### Conjunto de tarefas
[1] No texto sobre tipicidade penal, qual é o nome da sanção que o tipo comina in abstracto?
[2] Reescreva de forma mais breve o parágrafo do texto sobre tipicidade penal que começa com "Cabe aqui uma observação", mantendo seus fatos principais.

### Texto apresentado
◇ ◇ ◇ ◇ ◇ ◇ ◇
Exemplificativamente, temos bens como a integridade corporal, a honra, o patrimônio público, o meio ambiente, a saúde pública, a liberdade, a correspondência, o patrimônio individual, social e público, a proteção à conduta, igual ao tipo protetivo de bens, amoldando-se exatamente ao tipo penal do preceito. Assim, teremos o tipo de conduta, ou seja, um fato penalmente relevante, previsto na lei penal. E esse fato é tão relevante que sobre ele está estabelecida a sanção denominada pena que o tipo comina in abstracto.
 
Diante dessa situação jurídica, cabe o exame da lei, aplicável ante a existência de fato que reproduza o preceito e a sanção penal cominada. A própria Constituição, para impor a lei, estabelece, em seu art. 5º, inciso 39, o princípio da legalidade, sendo obrigatório que crime somente exista como fato punível, se lei vier definido em lei pela prévia cominação legal.
 
Cabe aqui uma observação. O fato e o tipo devem apresentar uma perfeita coextensividade, sendo que só assim fica configurada a tipicidade da conduta.
◇ ◇ ◇ ◇ ◇ ◇ ◇
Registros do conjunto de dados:
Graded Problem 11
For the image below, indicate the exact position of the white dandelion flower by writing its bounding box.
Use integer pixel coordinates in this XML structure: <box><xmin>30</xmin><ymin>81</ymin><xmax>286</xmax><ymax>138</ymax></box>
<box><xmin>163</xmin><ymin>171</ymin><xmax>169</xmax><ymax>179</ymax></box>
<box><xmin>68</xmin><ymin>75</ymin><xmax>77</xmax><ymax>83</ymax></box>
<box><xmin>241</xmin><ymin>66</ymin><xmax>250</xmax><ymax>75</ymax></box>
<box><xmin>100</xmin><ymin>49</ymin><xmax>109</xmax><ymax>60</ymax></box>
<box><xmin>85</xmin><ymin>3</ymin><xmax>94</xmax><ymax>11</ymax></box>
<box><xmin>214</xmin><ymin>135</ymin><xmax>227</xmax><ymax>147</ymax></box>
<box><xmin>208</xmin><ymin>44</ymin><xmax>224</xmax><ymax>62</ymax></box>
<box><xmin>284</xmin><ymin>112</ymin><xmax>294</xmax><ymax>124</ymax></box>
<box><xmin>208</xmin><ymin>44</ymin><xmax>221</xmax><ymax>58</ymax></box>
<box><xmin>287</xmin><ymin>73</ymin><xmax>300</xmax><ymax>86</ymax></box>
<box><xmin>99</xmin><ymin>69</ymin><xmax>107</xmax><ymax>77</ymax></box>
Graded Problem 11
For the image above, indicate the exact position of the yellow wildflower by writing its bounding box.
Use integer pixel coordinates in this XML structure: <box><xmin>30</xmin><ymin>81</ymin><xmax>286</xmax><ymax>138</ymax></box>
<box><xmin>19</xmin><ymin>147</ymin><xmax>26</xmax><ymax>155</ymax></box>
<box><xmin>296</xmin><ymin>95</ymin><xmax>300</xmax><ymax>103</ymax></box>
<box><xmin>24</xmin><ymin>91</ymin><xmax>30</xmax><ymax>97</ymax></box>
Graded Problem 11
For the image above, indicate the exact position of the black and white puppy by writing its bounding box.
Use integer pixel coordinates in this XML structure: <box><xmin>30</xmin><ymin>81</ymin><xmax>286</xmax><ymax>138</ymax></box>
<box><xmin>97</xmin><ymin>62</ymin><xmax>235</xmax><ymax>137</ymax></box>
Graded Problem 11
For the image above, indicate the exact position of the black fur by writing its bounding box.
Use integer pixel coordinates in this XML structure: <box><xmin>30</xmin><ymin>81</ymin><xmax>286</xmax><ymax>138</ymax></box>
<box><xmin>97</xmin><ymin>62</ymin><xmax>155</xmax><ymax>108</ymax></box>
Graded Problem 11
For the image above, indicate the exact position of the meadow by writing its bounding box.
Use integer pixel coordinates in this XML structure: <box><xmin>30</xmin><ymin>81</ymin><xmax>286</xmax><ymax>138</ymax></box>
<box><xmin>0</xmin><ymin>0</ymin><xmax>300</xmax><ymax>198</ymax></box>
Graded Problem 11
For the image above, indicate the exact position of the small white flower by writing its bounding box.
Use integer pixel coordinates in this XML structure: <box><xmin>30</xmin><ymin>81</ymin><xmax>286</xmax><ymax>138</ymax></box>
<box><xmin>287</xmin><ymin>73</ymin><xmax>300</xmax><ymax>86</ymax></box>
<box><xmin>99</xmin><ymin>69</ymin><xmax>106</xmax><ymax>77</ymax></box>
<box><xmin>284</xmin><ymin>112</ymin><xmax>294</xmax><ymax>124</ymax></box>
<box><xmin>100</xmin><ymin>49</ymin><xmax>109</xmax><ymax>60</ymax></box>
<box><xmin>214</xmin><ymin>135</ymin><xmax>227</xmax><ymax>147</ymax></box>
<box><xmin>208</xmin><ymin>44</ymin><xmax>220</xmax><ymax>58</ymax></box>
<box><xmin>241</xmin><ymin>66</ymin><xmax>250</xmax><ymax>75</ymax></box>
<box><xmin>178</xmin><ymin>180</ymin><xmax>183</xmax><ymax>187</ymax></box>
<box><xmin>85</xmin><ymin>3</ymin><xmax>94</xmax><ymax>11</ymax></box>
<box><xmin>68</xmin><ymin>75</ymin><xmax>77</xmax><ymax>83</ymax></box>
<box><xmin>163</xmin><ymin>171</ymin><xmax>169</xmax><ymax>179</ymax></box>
◇ ◇ ◇ ◇ ◇ ◇ ◇
### Conjunto de respostas
[1] Pena.

[2] A tipicidade da conduta só se configura quando há perfeita coextensividade entre o fato e o tipo.